== TRECHO APRESENTADO ==

Parque lage, Escola de artes Visuais, aproximadamente 21:30. Dificuldades com o traço. Minha segunda aula de desenho com tinta sobre papel. Lembrar que a questão é da "observação à expressão".

Hoje temos uma modelo magra de cabelos castanhos escuros. Já tivemos muita gente bonita por aqui; lutador de Muay Tai, morenos sarados, mulheres de feições suaves. Nenhum gordinho, amputado, mastectomizada ou cego...Parece que já houve modelos diferentes no ano passado.

Sala cheia, todos os cavaletes ocupados. O ateliê é no subsolo da casa que foi de Henrique Lage. Tenho ocupado o cavalete em frente a cadeira onde senta-se o prof. Mollica (ou um artista professor, ou por outra um artista que por meio de sutilezas vai interferindo no aprendizado do desenho). A modelo está com um chapéu e uma canga preta com pequenos desenhos em branco. Suas posturas são pouco naturais. Notei quando ela se maquiou no início da aula. Cada modelo tem seu jeito de ir se despindo. Alguns chegam e mandam ver. Alongam-se ao natural. Outros vão se despindo aos poucos, aproveitando o efeito dos tecidos e, finalmente, há aqueles que nunca se despem. Ocultam os partes aqui e ali. Noto que as mulheres tem mais dificuldade. Os homens adoram se exibir... É muito interessante como nosso olhar pode ser modificado. Há o corpo nú observado pelo olhar clínico, artístico, piedoso, sarcástico. Nem sempre é o corpo por si só que modula o olhar, mas a intenção de quem olha. Preocupo-me em como percorrer linhas e curvas, ondulações, traços em busca de uma forma conhecida, de uma representação. Estou cansada à esta hora, não atribuo ao dia puxado, mas a rigidez da postura da moça. Reflito, trabalhe isso em você, procure modificar seu olhar. Os trabalhos não caminham bem, o que pode ser conferido na primeira foto. Mollica que me observa de sua cadeira é sutil e me dá o código:

" Parece pintura Renascentista, nem se vê a linha..................................tá bonito"

Olho pra traz e ele está afirmando com a cabeça. Não senti nenhuma convicção. A tradução menos educada seria: Está uma M. Não há traço, só uma busca pela representação natural. Não chegará a lugar nenhum assim, só ao bonitinho. Viro-me novamente para dizer: "Entendo"

===

:: ENUNCIADO 1 ::
Segundo o relato sobre a aula de desenho no Parque Lage, onde fica o ateliê?
:: ENUNCIADO 2 ::
Prossiga o relato sobre a aula de desenho no Parque Lage a partir da última frase apresentada.
A listagem não é necessária para resolver o que se pede.

== LISTAGEM FORNECIDA ==

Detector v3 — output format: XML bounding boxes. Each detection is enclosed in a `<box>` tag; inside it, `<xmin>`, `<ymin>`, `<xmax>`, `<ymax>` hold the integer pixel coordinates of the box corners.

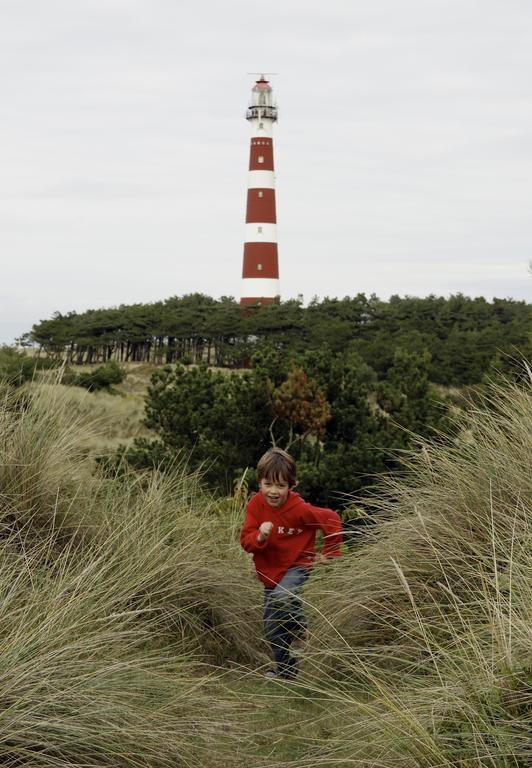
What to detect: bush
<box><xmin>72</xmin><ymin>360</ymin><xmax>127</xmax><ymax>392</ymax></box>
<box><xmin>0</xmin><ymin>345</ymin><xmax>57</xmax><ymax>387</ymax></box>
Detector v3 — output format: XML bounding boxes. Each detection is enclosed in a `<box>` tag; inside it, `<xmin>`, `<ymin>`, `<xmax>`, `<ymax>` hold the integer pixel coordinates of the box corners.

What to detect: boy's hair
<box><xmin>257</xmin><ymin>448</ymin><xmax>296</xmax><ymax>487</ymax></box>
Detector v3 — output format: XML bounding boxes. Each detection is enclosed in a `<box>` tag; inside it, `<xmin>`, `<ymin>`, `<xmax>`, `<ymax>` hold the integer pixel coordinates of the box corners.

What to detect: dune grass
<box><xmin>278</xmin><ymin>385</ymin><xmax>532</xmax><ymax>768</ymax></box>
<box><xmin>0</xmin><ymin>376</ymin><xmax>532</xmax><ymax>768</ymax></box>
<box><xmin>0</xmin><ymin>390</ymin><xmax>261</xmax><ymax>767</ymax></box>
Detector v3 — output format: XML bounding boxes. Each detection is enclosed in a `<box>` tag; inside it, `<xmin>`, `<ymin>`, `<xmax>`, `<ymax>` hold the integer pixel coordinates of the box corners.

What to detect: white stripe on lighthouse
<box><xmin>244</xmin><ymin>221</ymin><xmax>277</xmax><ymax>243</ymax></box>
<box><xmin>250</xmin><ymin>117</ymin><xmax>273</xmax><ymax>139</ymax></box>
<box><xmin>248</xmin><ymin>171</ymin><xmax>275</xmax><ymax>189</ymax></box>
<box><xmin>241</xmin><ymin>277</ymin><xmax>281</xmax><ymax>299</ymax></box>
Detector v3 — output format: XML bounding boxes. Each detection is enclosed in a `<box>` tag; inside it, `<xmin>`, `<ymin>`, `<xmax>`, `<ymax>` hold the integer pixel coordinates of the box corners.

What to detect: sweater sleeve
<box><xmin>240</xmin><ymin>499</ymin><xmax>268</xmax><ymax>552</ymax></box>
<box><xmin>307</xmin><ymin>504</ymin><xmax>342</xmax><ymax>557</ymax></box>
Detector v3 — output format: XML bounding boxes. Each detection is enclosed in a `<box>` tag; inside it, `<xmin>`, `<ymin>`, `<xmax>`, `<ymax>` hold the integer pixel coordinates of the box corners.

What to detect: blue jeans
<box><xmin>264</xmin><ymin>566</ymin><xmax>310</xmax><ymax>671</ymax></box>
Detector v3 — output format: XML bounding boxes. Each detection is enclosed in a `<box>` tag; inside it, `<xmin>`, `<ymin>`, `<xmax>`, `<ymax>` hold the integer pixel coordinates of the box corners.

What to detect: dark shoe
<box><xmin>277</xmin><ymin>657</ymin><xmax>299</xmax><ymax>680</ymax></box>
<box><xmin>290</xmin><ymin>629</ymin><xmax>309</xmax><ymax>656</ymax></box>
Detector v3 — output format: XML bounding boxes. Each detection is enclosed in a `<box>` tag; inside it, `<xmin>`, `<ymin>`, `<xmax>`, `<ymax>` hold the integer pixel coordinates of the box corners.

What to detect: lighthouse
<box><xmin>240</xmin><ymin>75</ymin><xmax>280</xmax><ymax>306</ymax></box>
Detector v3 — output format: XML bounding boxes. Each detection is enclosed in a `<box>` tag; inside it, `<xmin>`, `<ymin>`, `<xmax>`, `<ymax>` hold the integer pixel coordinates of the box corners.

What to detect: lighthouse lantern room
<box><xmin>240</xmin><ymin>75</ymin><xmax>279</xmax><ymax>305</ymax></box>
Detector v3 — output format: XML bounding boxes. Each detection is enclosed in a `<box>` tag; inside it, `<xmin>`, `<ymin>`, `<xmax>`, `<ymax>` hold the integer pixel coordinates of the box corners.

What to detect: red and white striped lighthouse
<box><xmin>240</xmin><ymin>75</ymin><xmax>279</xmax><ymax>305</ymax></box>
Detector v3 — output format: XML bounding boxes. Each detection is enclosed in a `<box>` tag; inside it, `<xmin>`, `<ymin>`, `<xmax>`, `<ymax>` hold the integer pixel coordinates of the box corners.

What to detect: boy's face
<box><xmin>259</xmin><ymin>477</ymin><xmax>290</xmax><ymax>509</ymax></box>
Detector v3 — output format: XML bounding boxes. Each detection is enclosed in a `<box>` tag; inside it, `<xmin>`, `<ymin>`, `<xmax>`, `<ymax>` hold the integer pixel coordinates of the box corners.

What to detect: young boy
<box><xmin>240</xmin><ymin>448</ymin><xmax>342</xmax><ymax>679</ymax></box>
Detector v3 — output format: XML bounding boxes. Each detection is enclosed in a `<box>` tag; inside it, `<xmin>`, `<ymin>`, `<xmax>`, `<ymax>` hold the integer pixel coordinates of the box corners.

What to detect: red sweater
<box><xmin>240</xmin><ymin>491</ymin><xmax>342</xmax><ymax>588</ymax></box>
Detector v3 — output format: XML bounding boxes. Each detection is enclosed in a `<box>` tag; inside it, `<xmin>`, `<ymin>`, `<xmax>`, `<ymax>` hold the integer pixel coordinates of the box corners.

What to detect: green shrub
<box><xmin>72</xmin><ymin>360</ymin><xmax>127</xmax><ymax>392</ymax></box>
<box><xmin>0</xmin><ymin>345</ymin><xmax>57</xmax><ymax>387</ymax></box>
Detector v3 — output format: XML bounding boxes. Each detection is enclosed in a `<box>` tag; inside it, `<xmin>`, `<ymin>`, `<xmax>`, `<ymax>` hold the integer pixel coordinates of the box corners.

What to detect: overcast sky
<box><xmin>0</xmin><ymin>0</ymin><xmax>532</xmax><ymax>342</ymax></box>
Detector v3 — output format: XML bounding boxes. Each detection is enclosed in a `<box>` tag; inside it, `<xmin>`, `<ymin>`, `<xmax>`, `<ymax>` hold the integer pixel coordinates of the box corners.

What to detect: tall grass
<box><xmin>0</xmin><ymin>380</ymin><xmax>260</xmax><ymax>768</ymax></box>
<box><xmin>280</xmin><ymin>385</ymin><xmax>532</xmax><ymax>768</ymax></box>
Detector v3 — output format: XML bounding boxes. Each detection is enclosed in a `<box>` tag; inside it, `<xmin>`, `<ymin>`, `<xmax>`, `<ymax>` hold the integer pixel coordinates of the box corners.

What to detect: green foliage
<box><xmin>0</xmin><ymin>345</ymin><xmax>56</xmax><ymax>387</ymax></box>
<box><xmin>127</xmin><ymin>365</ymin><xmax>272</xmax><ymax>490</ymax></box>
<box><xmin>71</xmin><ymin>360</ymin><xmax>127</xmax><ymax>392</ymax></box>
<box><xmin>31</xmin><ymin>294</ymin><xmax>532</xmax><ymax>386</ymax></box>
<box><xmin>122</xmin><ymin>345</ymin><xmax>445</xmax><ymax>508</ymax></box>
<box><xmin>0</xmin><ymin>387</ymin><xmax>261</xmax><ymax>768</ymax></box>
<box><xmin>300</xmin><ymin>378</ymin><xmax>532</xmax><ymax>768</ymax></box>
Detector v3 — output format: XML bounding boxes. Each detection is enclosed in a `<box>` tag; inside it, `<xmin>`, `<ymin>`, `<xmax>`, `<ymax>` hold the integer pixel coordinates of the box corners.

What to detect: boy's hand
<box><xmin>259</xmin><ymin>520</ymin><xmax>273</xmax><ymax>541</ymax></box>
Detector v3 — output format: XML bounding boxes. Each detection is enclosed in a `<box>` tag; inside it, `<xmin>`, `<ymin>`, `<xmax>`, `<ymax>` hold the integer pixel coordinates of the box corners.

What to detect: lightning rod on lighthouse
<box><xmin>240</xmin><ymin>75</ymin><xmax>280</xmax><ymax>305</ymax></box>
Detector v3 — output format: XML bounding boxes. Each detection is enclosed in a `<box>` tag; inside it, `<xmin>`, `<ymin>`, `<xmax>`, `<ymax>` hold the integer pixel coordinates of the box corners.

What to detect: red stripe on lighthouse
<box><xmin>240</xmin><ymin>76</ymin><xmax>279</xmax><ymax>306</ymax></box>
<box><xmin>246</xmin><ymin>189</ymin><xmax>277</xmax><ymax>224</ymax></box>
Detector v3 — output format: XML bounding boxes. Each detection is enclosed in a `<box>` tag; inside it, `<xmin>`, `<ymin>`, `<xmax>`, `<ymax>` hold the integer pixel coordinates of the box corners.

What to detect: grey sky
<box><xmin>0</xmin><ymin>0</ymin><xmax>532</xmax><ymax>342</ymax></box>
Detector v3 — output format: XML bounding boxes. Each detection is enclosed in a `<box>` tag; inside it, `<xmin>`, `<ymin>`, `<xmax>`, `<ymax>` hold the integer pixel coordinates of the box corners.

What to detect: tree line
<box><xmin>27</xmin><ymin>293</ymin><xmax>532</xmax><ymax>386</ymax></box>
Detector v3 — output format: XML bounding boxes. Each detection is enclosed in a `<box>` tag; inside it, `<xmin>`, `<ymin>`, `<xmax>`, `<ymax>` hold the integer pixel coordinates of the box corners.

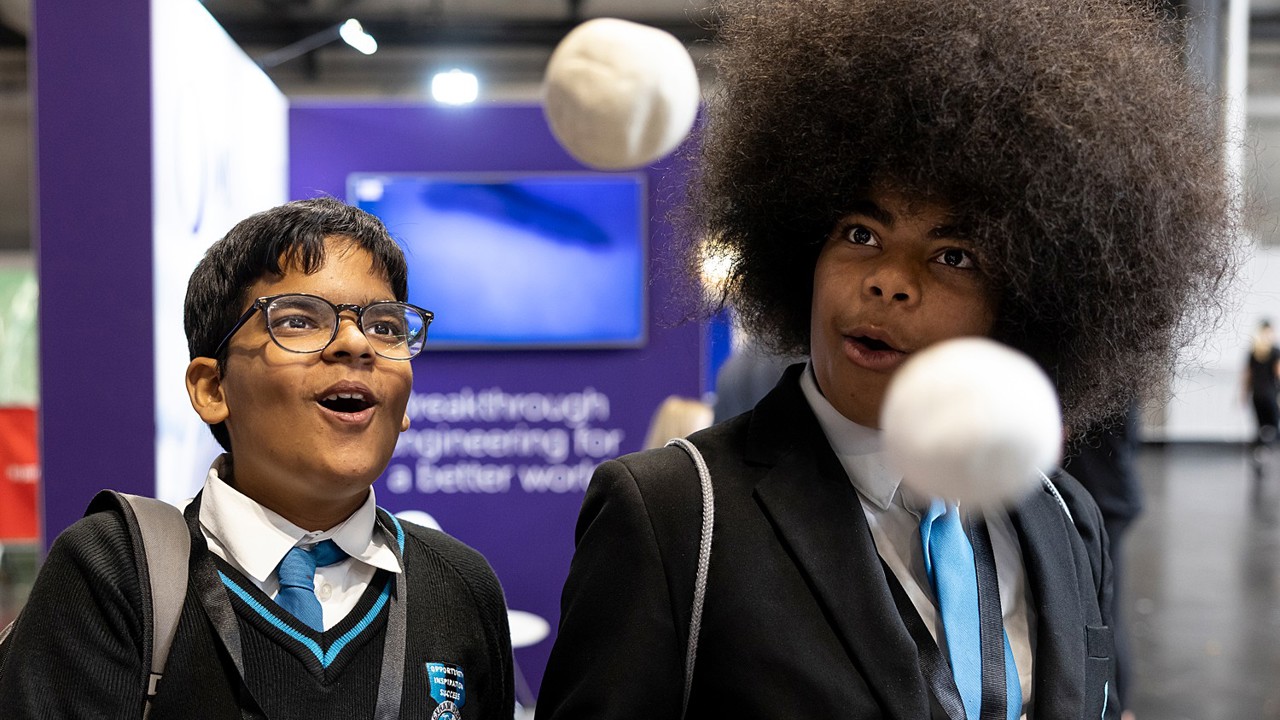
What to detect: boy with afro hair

===

:: CAMPO DE RESPOSTA 1 ::
No subsolo da casa que foi de Henrique Lage.

:: CAMPO DE RESPOSTA 2 ::
Mudo a folha. A modelo deita-se agora no chão e relaxa. Basta ver a postura adotada: pernas apoiadas para cima, uma sobre a outra. Puxa a canga sobre um seio. Ela busca ocultar o rosto com o chapéu. Mollica aproxima-se e retira-o gentilmente, já há muito sob os panos. Não aprenderemos pintando panos e chapéus, precisamos de pele, rosto, e cor. Eu mudo da posição de pé para sentada no banquinho. Respiro, limpo os pincéis, relaxo os ombros. Começo com movimentos sutis sobre papel, apenas buscando delinear o traço, a tinta bem fluida. Detenho-me nos contornos, sugestões de pés, pernas, curvas com as quais brinco. O rosto, não podia vê-lo de onde me localizava, usei a imaginação. Esqueci-me do entorno, tanto faz, não quero mais resultado bonito. Não sei o que quero, talvez somente seguir o caminho do traço. Ele que me leve. Sutilezas. Apenas a linha sobre o papel. Sei que não julgava mais naquele momento.

Ouço uma voz, devem estar falando comigo. Aprendi que devo olhar sempre que há uma voz, pois pode ser comigo e não posso saber se não olhar. Era. Moliica estava falando, chamando minha atenção. Dizia algo como: "Sim! Agora há um traço com sangue! Mudou completamente. Pode parar, pode parar! Não precisa colocar mais nada." Levanto-use e retirou meu papel do cavalete. Gostou também do trabalho que veio a seguir e o nosso tempo se esgotou.

A modelo adota muitas posturas durante a aula e não temos mais que 10 minutos para trabalhá-las. Isso faz parte do método, creio. O tempo limitado força-nos a buscar a essência, de outra forma não terminaríamos nenhum desenho sequer.

Os trabalhos são dispostos no chão e comentados ao final. Foi uma noite rica e de muitos questionamentos. Porque é tão difícil deixar de lado as representações, as formas rígidas e padronizadas? A mente curiosa deve sondar as ambiguidades da visão.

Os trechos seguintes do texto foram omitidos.